AIM OF THE EXERCISE ▸
Each record below gets repeated exactly, and pictures stay out of the copy.
--- MATERIALS PROVIDED Enclosed Below ---
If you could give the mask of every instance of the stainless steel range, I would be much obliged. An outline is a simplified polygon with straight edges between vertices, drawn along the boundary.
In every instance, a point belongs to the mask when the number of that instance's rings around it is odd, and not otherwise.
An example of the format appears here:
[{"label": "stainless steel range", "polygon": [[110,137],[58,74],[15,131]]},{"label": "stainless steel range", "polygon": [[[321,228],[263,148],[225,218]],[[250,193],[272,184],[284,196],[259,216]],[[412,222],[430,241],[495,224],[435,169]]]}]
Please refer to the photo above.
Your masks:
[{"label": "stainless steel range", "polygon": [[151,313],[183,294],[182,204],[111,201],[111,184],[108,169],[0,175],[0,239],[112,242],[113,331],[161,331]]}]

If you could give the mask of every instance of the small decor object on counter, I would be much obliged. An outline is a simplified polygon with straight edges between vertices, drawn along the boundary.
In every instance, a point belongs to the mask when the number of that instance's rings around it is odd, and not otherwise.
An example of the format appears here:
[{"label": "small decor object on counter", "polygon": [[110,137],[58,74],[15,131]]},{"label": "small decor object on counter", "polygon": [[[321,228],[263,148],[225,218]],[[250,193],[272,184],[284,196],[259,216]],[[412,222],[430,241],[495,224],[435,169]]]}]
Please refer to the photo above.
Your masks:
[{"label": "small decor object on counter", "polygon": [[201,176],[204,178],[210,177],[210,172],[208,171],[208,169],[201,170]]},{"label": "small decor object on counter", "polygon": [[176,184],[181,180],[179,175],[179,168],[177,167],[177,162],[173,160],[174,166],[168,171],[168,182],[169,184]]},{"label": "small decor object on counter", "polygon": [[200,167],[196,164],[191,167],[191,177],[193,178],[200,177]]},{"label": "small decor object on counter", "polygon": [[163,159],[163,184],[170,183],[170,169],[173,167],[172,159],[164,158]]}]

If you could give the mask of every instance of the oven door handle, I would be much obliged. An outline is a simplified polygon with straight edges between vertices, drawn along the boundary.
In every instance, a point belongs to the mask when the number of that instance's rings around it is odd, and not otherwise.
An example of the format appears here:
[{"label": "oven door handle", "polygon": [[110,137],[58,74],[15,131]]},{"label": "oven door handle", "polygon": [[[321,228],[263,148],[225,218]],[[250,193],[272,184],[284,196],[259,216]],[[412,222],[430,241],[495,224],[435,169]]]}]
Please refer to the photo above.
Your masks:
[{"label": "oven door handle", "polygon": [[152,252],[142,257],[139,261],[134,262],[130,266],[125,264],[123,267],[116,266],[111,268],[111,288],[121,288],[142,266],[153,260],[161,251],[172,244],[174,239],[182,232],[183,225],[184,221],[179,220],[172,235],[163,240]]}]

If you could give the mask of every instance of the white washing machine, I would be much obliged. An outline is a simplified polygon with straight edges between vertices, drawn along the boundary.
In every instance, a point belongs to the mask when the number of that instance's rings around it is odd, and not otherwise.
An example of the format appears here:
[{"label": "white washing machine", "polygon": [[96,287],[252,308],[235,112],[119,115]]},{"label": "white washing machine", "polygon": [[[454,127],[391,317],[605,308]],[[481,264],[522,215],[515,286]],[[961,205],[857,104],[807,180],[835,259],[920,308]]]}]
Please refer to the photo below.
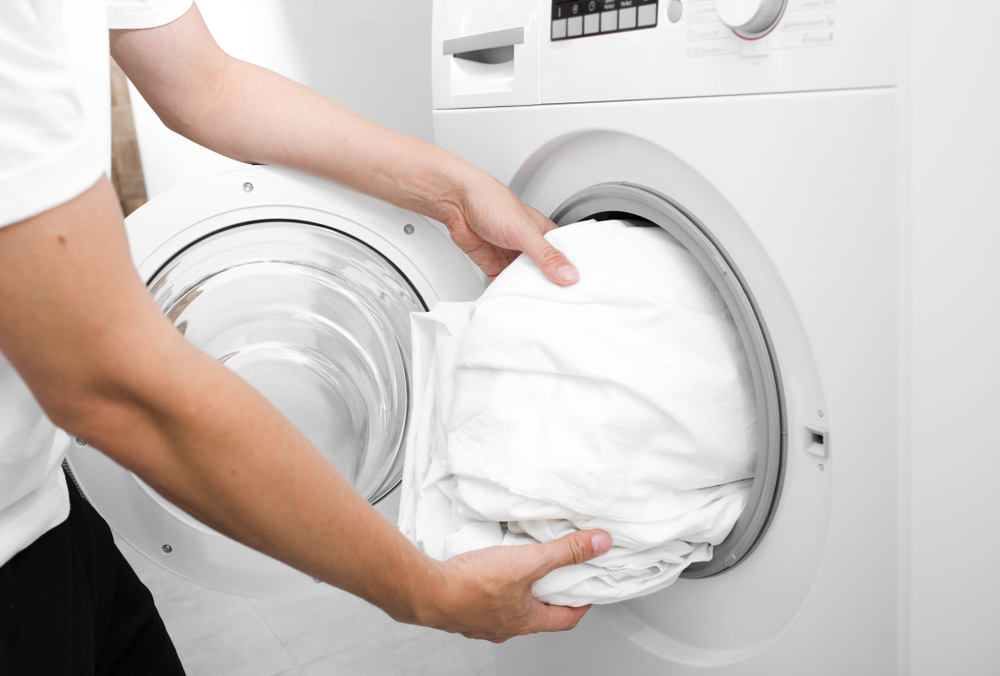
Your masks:
[{"label": "white washing machine", "polygon": [[[921,7],[915,25],[929,35],[937,13]],[[929,393],[957,380],[942,375],[951,343],[940,317],[965,322],[940,305],[996,267],[985,250],[967,265],[960,237],[940,240],[946,267],[935,256],[938,221],[954,210],[941,179],[961,176],[957,161],[938,158],[964,156],[930,142],[955,118],[930,105],[951,76],[929,48],[917,81],[902,86],[926,104],[912,120],[923,139],[913,203],[934,208],[913,218],[912,243],[901,226],[911,208],[899,189],[903,16],[899,0],[436,0],[439,144],[559,223],[625,214],[684,242],[739,326],[766,449],[753,499],[711,562],[658,594],[595,608],[572,632],[500,646],[501,674],[881,675],[995,664],[983,648],[995,631],[969,612],[969,586],[937,550],[942,523],[968,541],[995,515],[996,500],[983,497],[989,473],[970,479],[968,463],[941,465],[937,449],[959,429],[963,447],[988,451],[990,426],[977,423],[1000,404],[994,392],[942,407]],[[978,126],[950,131],[963,147],[996,139],[980,114],[995,100],[976,100],[981,110],[966,117]],[[994,156],[979,157],[977,177]],[[945,187],[971,197],[978,186]],[[992,212],[976,204],[961,201],[963,219],[989,223]],[[256,385],[395,518],[403,319],[485,287],[443,228],[263,167],[173,190],[126,225],[134,261],[178,330]],[[911,244],[919,256],[908,271]],[[900,280],[911,274],[933,293],[904,307]],[[901,327],[910,324],[919,329],[912,378],[925,388],[917,395],[906,389]],[[981,361],[958,356],[967,370]],[[911,466],[899,439],[917,434]],[[88,498],[164,567],[246,596],[329,591],[191,519],[83,440],[61,443]],[[911,500],[922,501],[919,514],[906,513]],[[963,510],[979,520],[960,521]],[[921,536],[912,578],[910,533]],[[995,599],[989,546],[962,570]],[[942,580],[946,598],[932,591]],[[934,645],[945,624],[944,645],[962,652]]]},{"label": "white washing machine", "polygon": [[[439,144],[561,224],[627,214],[684,242],[740,329],[766,449],[712,561],[573,632],[511,642],[504,673],[892,669],[892,2],[788,2],[731,3],[744,37],[712,0],[435,4]],[[777,28],[741,4],[771,7]],[[394,518],[406,316],[485,286],[443,229],[262,167],[168,192],[127,228],[178,330]],[[160,565],[246,596],[328,591],[63,442],[87,497]]]},{"label": "white washing machine", "polygon": [[436,0],[436,140],[559,224],[699,257],[754,365],[751,502],[711,562],[510,641],[500,674],[897,670],[894,0]]}]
--- End of Enclosed MATERIALS PROVIDED ---
TASK RESPONSE ▸
If you could give the mask of every instance of the stainless steel range, I would be much obliged. An outline is a simplified polygon with straight edges between vertices, drawn along the boundary.
In every instance, a point belongs to the mask when the number of that instance's rings around it is odd, and not otherwise.
An example of the format appears here:
[{"label": "stainless steel range", "polygon": [[110,137],[58,74],[15,131]]},{"label": "stainless steel range", "polygon": [[[321,228],[263,148],[225,218]],[[250,193],[272,184],[284,196],[259,216]],[[412,222],[430,241],[495,224],[435,169]]]}]
Please refer to the photo above.
Your masks:
[{"label": "stainless steel range", "polygon": [[151,313],[183,294],[182,204],[111,201],[111,184],[108,169],[0,175],[0,239],[112,242],[113,331],[161,331]]}]

If you could give the mask of every instance of the small decor object on counter, I would be much obliged. An outline is a simplified polygon with straight edges between vertices, drawn along the boundary.
In every instance, a point belongs to the mask when the number of that instance's rings around it is odd, and not otherwise.
An example of the format appears here:
[{"label": "small decor object on counter", "polygon": [[110,137],[58,74],[15,131]]},{"label": "small decor object on counter", "polygon": [[[321,228],[263,148],[225,218]],[[250,193],[272,184],[284,196],[259,216]],[[412,222],[430,241],[495,224],[435,169]]]}]
Please refer to the photo above.
Your masks:
[{"label": "small decor object on counter", "polygon": [[201,176],[204,178],[210,177],[210,172],[208,171],[208,169],[201,170]]},{"label": "small decor object on counter", "polygon": [[176,184],[181,180],[179,175],[179,168],[177,167],[177,162],[173,160],[174,166],[168,171],[168,182],[169,184]]},{"label": "small decor object on counter", "polygon": [[200,167],[196,164],[191,167],[191,177],[193,178],[200,177]]},{"label": "small decor object on counter", "polygon": [[163,159],[163,184],[170,183],[170,169],[173,167],[172,159],[164,158]]}]

If you could give the mask of every instance of the oven door handle, I would be much obliged. An outline is a simplified polygon with straight edges between vertices, drawn along the boundary.
In every instance, a point belongs to the mask when the number of that instance's rings around it is odd, and not otherwise.
An example of the format appears here:
[{"label": "oven door handle", "polygon": [[110,137],[58,74],[15,131]]},{"label": "oven door handle", "polygon": [[[321,228],[263,148],[225,218]],[[250,193],[272,184],[284,196],[259,216]],[[412,222],[430,241],[495,224],[435,169]]]}]
Please refer to the photo above.
Your masks:
[{"label": "oven door handle", "polygon": [[152,252],[142,257],[139,261],[134,262],[130,266],[125,264],[123,267],[116,266],[111,268],[111,288],[121,288],[142,266],[153,260],[161,251],[172,244],[174,239],[182,232],[183,225],[184,221],[179,220],[172,235],[163,240]]}]

If you could give the mask of every instance of the white washing machine, I would be much obliged. An outline is a simplified polygon with straight edges between vertices, drawn along the boundary.
In every instance, a point belongs to the mask when the number of that instance's rings around it is odd, and not otherwise.
An example of the format appears here:
[{"label": "white washing machine", "polygon": [[96,287],[252,308],[235,112],[119,115]]},{"label": "white washing machine", "polygon": [[[454,127],[391,317],[605,308]],[[481,264],[522,215],[515,286]],[[961,205],[857,104],[807,180],[835,259],[920,308]]]}]
Please refer to the photo below.
Your masks:
[{"label": "white washing machine", "polygon": [[[921,7],[915,25],[929,35],[937,13]],[[929,393],[957,380],[942,375],[951,343],[940,317],[965,322],[940,305],[996,267],[985,250],[967,265],[960,237],[940,240],[946,267],[935,256],[938,221],[954,210],[941,179],[961,176],[957,161],[938,158],[964,156],[930,142],[955,118],[930,105],[951,76],[929,48],[917,81],[902,86],[926,104],[912,120],[923,139],[913,203],[934,208],[913,218],[912,243],[901,226],[911,208],[899,189],[903,16],[899,0],[436,0],[439,144],[559,223],[625,214],[684,242],[739,326],[766,449],[753,499],[711,562],[658,594],[595,608],[572,632],[500,646],[501,674],[881,675],[995,664],[983,648],[995,631],[969,612],[969,586],[937,550],[942,523],[968,541],[995,515],[996,500],[983,497],[989,473],[970,479],[968,463],[941,465],[937,449],[959,429],[963,447],[988,451],[990,426],[977,423],[1000,404],[994,392],[942,407]],[[978,126],[950,131],[963,147],[996,139],[980,114],[995,100],[976,100],[981,110],[966,117]],[[994,156],[979,157],[977,177]],[[945,187],[971,197],[978,186]],[[992,212],[976,204],[961,201],[963,219],[989,223]],[[256,385],[395,518],[403,319],[485,287],[443,228],[263,167],[173,190],[126,225],[134,261],[178,330]],[[911,244],[919,256],[908,271]],[[900,280],[911,274],[933,293],[904,307]],[[901,327],[910,324],[919,329],[912,378],[925,388],[917,395],[906,389]],[[981,361],[958,356],[967,370]],[[911,466],[899,439],[917,434]],[[88,498],[164,567],[246,596],[329,591],[191,519],[83,440],[61,443]],[[911,500],[922,501],[919,514],[906,513]],[[963,510],[979,520],[960,521]],[[921,536],[912,578],[910,533]],[[995,599],[989,546],[962,570]],[[942,580],[946,598],[932,591]],[[934,645],[945,624],[944,645],[962,652]]]},{"label": "white washing machine", "polygon": [[[439,144],[561,224],[627,214],[684,242],[740,329],[766,449],[712,561],[573,632],[511,642],[504,673],[892,669],[892,2],[788,2],[731,3],[744,37],[712,0],[435,4]],[[777,28],[741,4],[771,7]],[[394,518],[406,316],[485,286],[443,229],[262,167],[168,192],[127,228],[178,330]],[[160,565],[246,596],[328,591],[63,442],[87,497]]]},{"label": "white washing machine", "polygon": [[436,0],[436,140],[559,224],[699,257],[754,365],[751,502],[711,562],[510,641],[500,674],[897,670],[894,0]]}]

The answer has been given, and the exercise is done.